▶ _Input data_

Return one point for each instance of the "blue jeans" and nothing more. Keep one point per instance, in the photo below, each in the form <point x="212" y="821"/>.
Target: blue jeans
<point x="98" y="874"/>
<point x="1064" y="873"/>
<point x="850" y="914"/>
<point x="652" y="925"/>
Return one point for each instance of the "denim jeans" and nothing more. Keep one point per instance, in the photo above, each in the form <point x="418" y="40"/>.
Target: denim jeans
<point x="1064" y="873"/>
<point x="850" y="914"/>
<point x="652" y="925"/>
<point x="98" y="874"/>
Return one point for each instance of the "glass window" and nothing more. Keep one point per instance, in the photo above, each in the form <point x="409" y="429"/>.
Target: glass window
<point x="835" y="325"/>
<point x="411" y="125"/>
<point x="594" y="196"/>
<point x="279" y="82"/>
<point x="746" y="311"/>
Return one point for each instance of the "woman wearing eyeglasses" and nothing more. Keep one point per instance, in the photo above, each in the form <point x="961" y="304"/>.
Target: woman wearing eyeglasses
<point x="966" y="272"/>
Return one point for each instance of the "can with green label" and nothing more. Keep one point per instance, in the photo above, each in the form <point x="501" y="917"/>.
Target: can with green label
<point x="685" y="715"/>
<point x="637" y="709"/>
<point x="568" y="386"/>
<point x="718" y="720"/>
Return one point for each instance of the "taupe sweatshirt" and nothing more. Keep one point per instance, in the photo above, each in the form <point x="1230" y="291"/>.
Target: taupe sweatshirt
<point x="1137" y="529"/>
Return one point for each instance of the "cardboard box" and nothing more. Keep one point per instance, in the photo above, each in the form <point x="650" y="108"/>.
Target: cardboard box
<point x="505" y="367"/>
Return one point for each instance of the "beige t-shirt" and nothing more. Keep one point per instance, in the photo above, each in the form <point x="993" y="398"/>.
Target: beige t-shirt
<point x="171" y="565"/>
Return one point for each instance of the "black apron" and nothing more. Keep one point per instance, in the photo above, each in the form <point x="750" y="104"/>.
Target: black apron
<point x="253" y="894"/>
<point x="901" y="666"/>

▶ _Problem_
Transcribe the material exactly, so that no line is lost or altered.

▶ _Task answer_
Return one point for each instance of the "blue jeans" and nothing more. Keep one point per instance, in the photo below, each in the form <point x="212" y="821"/>.
Target: blue jeans
<point x="98" y="874"/>
<point x="1064" y="873"/>
<point x="850" y="914"/>
<point x="652" y="925"/>
Return one point for each instance of the "denim jeans" and nothing more. Keep one point per instance, in the photo above, each in the form <point x="418" y="40"/>.
Target: denim jeans
<point x="1064" y="873"/>
<point x="850" y="914"/>
<point x="652" y="925"/>
<point x="98" y="874"/>
Return one point for each instance of the "glass window" and nothing more. Keep one point per instance, in the photo above, each in the form <point x="409" y="429"/>.
Target: glass window
<point x="835" y="325"/>
<point x="411" y="125"/>
<point x="594" y="196"/>
<point x="279" y="82"/>
<point x="746" y="311"/>
Return one point for each instance of the "woman wearing eyeglasses" and nothing more. Keep one point per instance, in the photo above, each in the form <point x="961" y="304"/>.
Target: woman wearing eyeglasses
<point x="966" y="272"/>
Return one point for each instance of the "can with green label" and nothing more. Keep one point per instance, in the photo above, each in the form <point x="501" y="917"/>.
Target: can with green label
<point x="685" y="715"/>
<point x="637" y="709"/>
<point x="568" y="386"/>
<point x="718" y="720"/>
Return one point for each instance of the "taupe sweatshirt" and nothing more. Keep one point per instance, in the photo above, each in the form <point x="1230" y="291"/>.
Target: taupe sweatshirt
<point x="1137" y="529"/>
Return one point for each instance of the "cardboard box" and nothing more. Keep one point per instance, in the photo above, each in the form <point x="650" y="108"/>.
Target: cardboard box
<point x="505" y="367"/>
Return one point for each instance of the "beige t-shirt" and nothing more. Keep one point per instance, in the photo above, each in the form <point x="993" y="398"/>.
Target: beige t-shirt
<point x="171" y="565"/>
Return one point for each instance of the "black apron" and nothing more. Keep one point per instance, in the photo above, each in the form <point x="750" y="104"/>.
Target: black apron
<point x="253" y="894"/>
<point x="901" y="666"/>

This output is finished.